▸ APPLY WHAT YOU READ:
A) In the text on anxiety and meditation, rewrite the passage from "- How meditation" up to and including "perspective on anxiety.", replacing "meditation" with "mindfulness".
B) Decide whether each statement agrees with the text on anxiety and meditation. Answer yes or no for each, and quote the words from the text that decide it. (i) The writer plans to discuss anxiety in three parts. (ii) Fatigue is one of the listed symptoms of anxiety. (iii) The psychological framework is described as the least popular model in the west for understanding mental health afflictions.

A common affliction that students attend my meditation sessions for, is anxiety. I see a lot of practices online for guided meditations, but wanted to fill in the gap with some discussion for your reflection and self-inquiry, a stepping stone to understanding your anxiety through meditation. I hope this provides some theory to complement your mindfulness and meditation practice. I’m going to talk about anxiety in 3 parts.
- How meditation has changed my relationship to anxiety.
- Perspectives from the traditional meditation community on anxiety.
- My teaching perspective on anxiety.
Here’s a definition on anxiety from a psychological framework. It’s a valuable foundation for this reflection because it is
- a) the most popular model to define and understand mental health afflictions in the west and
- b) these models can be extremely useful, well founded and researched understandings of our human psyche.
Anxiety can be classified by the following symptoms: restlessness, fatigue, difficulty concentrating, irritability, muscle aches, trouble sleeping.
It’s defined as:
“The presence of excessive anxiety and worry about a variety of topics, events, or activities.”

▸ GIVEN ENTRIES:
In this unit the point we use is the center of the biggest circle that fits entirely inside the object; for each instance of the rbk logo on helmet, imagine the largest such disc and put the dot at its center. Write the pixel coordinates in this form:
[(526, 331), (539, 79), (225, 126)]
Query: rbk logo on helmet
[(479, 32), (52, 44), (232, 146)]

==

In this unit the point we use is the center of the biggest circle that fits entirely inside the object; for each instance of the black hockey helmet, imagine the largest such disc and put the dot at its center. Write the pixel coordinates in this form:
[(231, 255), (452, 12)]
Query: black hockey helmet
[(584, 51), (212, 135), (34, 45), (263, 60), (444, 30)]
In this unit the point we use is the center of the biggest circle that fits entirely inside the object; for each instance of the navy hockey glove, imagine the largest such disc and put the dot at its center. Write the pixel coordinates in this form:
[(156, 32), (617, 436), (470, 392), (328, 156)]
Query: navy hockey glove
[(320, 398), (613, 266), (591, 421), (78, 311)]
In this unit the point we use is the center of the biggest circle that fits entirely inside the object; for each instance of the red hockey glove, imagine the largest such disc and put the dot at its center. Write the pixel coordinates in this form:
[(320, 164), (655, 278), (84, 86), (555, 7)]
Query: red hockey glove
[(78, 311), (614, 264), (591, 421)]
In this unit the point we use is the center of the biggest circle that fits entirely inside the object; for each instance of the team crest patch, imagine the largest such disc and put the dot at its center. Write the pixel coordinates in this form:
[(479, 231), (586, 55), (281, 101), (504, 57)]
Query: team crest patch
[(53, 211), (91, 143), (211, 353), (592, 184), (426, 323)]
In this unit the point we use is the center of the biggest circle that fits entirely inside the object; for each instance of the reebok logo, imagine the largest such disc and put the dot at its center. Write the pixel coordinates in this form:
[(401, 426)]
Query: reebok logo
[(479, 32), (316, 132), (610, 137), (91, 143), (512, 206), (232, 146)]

▸ ANSWERS FOR THE EXERCISE:
A)
- How mindfulness has changed my relationship to anxiety.
- Perspectives from the traditional mindfulness community on anxiety.
- My teaching perspective on anxiety.

B)
(i) Yes: "I’m going to talk about anxiety in 3 parts."
(ii) Yes: "restlessness, fatigue, difficulty concentrating, irritability, muscle aches, trouble sleeping."
(iii) No: "the most popular model to define and understand mental health afflictions in the west"